-- START OF Passage shown --

Re: [PATCH 2/2] mm/vmscan: calculate reclaimed slab caches in all reclaim paths

[Date Prev][Date Next][Thread Prev][Thread Next][Date Index][Thread Index]

 



On Sat, Jun 22, 2019 at 11:30 AM Andrew Morton
<akpm@xxxxxxxxxxxxxxxxxxxx> wrote:
>
> On Fri, 21 Jun 2019 18:14:46 +0800 Yafang Shao <laoar.shao@xxxxxxxxx> wrote:
>
> > There're six different reclaim paths by now,
> > - kswapd reclaim path
> > - node reclaim path
> > - hibernate preallocate memory reclaim path
> > - direct reclaim path
> > - memcg reclaim path
> > - memcg softlimit reclaim path
> >
> > The slab caches reclaimed in these paths are only calculated in the above
> > three paths.
> >
> > There're some drawbacks if we don't calculate the reclaimed slab caches.
> > - The sc->nr_reclaimed isn't correct if there're some slab caches
> >   relcaimed in this path.
> > - The slab caches may be reclaimed thoroughly if there're lots of
> >   reclaimable slab caches and few page caches.
> >   Let's take an easy example for this case.
> >   If one memcg is full of slab caches and the limit of it is 512M, in
> >   other words there're approximately 512M slab caches in this memcg.

-- END OF Passage shown --
-- START OF Records for this exercise --

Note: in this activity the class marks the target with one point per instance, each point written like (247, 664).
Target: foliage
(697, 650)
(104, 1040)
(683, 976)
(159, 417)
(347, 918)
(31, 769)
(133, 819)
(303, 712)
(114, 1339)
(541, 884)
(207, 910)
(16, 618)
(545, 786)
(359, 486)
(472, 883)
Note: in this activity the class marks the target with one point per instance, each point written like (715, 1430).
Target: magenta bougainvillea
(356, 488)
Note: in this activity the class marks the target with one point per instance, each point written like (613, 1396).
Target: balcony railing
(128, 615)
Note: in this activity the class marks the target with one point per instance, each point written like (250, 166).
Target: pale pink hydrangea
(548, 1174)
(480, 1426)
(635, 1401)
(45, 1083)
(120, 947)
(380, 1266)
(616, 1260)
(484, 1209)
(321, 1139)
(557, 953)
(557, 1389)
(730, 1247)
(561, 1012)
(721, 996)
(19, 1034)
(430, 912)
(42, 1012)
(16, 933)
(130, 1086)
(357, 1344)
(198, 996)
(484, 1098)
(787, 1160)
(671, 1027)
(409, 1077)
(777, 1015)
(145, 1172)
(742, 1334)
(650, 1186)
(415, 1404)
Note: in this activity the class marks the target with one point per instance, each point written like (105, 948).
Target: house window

-- END OF Records for this exercise --

Written exercise A -
In the kernel patch thread, what is the limit of the memcg in the example?
Written exercise B -
Identify every line of the records that contains the string "Note" and copy each one. Case counts.
The kernel patch thread and the records are unrelated material.

Final result A -
512M

Final result B -
Note: in this activity the class marks the target with one point per instance, each point written like (247, 664).
Note: in this activity the class marks the target with one point per instance, each point written like (715, 1430).
Note: in this activity the class marks the target with one point per instance, each point written like (613, 1396).
Note: in this activity the class marks the target with one point per instance, each point written like (250, 166).
Note: in this activity the class marks the target with one point per instance, each point written like (105, 948).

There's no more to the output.